◆ PROBLEM REQUIREMENTS ◆
Locate each line in the records containing "below". Copy it.

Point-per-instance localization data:
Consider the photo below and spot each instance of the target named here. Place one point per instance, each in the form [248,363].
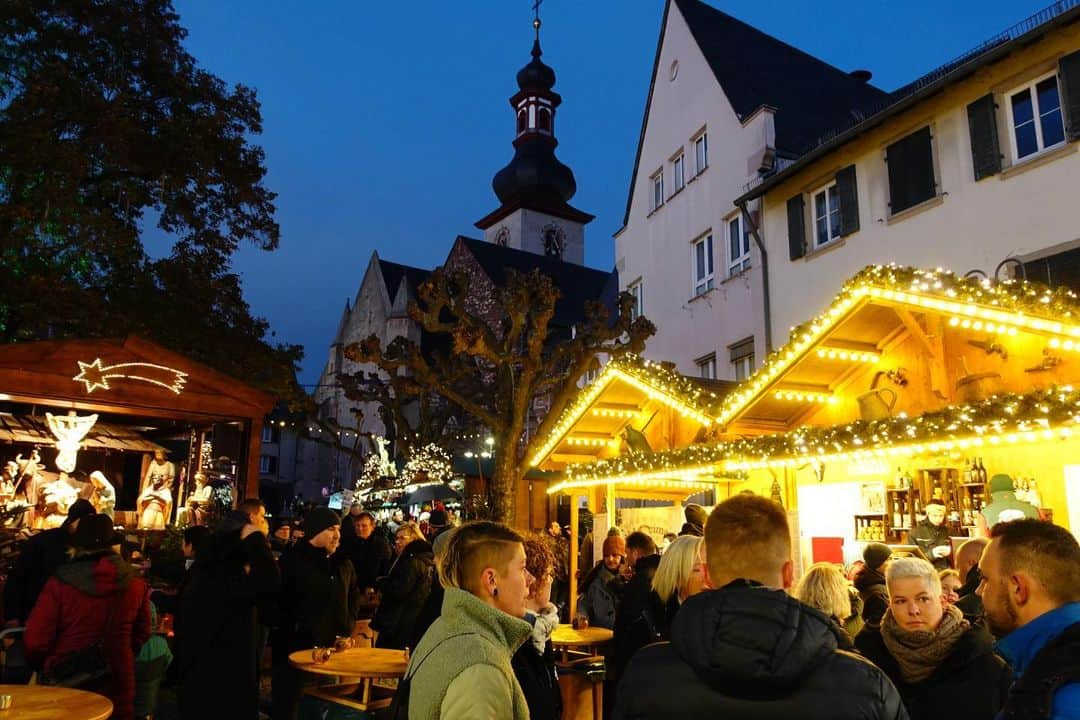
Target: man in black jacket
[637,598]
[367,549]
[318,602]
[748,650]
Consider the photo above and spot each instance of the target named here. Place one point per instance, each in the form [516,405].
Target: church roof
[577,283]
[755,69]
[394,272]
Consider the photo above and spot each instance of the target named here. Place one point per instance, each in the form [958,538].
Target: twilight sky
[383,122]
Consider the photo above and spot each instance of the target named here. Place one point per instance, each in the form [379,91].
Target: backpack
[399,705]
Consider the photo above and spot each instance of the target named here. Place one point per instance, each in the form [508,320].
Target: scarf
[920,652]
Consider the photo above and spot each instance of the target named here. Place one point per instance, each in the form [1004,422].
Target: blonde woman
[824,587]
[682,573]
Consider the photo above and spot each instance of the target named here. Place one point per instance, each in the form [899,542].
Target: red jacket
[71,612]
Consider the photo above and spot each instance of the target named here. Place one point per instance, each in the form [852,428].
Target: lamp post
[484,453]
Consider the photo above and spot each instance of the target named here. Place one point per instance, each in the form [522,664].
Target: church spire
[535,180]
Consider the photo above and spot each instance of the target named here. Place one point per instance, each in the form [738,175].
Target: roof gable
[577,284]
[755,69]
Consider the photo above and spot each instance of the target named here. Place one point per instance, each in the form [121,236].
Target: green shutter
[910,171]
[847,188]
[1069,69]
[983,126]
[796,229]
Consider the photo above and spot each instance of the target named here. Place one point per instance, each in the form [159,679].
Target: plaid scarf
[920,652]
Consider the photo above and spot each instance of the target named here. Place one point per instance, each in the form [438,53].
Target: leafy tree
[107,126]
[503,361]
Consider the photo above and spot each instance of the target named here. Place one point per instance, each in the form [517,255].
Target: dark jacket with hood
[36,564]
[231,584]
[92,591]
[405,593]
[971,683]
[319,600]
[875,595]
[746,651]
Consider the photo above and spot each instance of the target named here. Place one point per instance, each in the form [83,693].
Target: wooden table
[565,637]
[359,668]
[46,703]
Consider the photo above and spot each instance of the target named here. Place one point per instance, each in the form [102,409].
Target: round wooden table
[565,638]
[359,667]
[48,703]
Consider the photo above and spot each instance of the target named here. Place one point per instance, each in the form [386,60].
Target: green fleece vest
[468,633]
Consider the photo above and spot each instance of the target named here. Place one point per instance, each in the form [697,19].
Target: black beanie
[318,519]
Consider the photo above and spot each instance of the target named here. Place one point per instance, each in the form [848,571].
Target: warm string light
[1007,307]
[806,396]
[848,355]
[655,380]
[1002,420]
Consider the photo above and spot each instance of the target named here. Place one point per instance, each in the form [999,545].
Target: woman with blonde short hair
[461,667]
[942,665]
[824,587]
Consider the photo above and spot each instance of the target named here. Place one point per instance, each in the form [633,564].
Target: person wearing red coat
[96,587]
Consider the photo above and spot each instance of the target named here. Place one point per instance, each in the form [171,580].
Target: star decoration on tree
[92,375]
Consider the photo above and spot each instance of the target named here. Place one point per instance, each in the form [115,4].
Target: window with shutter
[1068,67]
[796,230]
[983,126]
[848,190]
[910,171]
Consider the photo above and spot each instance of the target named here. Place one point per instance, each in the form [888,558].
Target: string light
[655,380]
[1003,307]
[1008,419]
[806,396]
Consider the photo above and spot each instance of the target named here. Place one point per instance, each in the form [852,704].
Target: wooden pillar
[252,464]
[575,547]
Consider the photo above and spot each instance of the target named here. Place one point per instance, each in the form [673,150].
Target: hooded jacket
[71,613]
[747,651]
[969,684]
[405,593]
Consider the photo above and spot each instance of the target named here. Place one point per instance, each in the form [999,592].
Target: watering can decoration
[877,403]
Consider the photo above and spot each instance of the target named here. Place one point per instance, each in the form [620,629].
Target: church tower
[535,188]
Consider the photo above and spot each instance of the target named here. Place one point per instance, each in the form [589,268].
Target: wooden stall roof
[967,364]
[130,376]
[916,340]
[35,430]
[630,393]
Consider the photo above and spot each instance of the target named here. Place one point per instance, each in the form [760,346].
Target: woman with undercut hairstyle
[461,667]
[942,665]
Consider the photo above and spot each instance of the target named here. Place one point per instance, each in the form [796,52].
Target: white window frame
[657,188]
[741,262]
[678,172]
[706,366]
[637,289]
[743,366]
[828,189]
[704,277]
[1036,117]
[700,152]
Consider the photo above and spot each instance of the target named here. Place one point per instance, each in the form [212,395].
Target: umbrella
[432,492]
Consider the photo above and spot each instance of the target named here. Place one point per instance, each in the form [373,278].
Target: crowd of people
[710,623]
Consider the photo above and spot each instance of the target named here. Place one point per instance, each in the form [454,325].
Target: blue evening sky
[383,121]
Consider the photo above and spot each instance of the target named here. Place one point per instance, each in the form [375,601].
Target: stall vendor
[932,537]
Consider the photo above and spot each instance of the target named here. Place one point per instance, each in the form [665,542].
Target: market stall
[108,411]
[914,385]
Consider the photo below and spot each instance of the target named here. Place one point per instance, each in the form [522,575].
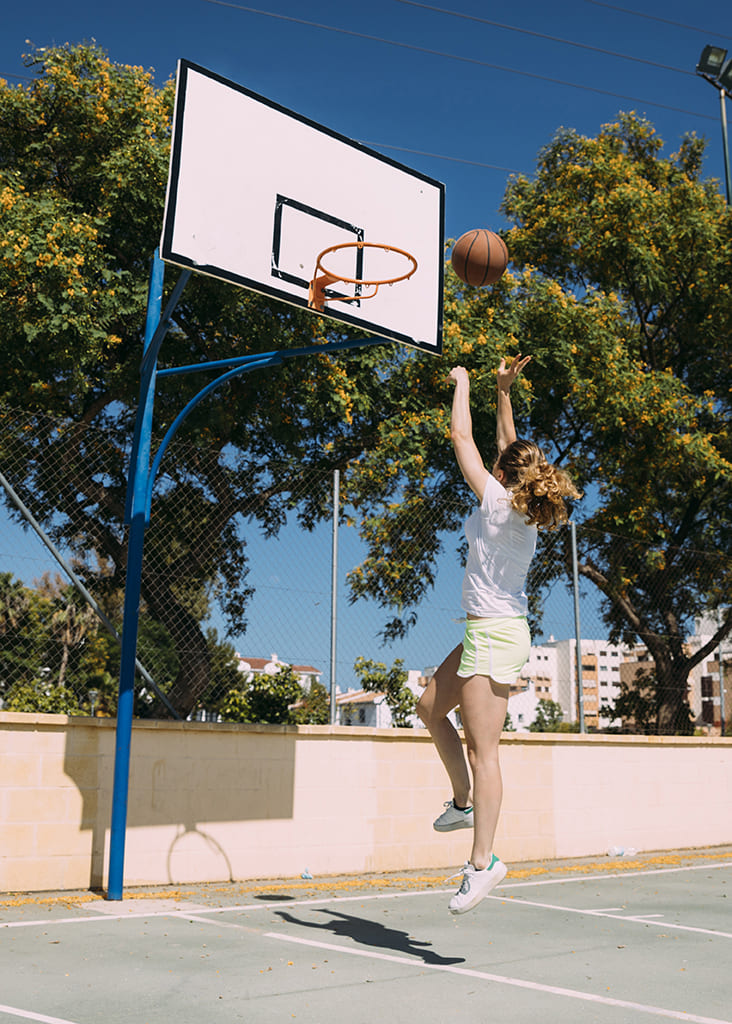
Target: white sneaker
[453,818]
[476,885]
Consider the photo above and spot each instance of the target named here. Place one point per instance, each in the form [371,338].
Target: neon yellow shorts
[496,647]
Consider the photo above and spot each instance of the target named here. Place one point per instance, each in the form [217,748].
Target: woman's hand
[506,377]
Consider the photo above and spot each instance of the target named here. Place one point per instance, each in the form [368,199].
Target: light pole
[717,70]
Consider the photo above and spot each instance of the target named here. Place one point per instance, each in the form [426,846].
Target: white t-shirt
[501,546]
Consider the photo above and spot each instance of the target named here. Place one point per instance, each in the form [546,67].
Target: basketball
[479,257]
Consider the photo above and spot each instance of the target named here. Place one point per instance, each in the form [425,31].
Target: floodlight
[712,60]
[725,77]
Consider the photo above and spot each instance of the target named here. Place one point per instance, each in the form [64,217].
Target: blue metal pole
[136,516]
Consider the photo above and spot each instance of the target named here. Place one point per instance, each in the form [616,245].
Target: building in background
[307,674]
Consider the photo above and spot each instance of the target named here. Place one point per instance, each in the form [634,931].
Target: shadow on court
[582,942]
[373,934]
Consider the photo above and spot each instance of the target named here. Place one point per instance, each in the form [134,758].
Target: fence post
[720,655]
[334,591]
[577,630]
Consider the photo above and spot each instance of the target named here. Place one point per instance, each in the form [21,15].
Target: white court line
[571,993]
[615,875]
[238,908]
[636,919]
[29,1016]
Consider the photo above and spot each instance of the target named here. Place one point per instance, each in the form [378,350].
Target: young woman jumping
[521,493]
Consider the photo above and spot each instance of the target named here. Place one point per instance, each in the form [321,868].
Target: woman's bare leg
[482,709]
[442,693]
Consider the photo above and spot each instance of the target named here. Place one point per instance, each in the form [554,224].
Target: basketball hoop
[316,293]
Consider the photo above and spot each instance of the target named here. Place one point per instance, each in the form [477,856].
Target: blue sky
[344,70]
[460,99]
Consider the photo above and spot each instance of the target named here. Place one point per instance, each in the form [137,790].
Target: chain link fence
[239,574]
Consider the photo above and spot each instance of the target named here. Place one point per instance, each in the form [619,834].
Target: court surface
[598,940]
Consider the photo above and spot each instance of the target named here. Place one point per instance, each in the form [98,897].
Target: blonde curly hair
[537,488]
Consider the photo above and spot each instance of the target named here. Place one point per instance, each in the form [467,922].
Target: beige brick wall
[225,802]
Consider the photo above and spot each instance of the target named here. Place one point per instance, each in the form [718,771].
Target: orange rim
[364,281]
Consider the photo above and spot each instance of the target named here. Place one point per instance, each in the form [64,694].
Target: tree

◆ EXPECTED OUTPUT ◆
Consider the photo below and spot each instance of the target named here. Place one point per instance, each in the form [248,363].
Consider the photo below and spot each instance of the target named here. Place one point per instance, each in the form [522,575].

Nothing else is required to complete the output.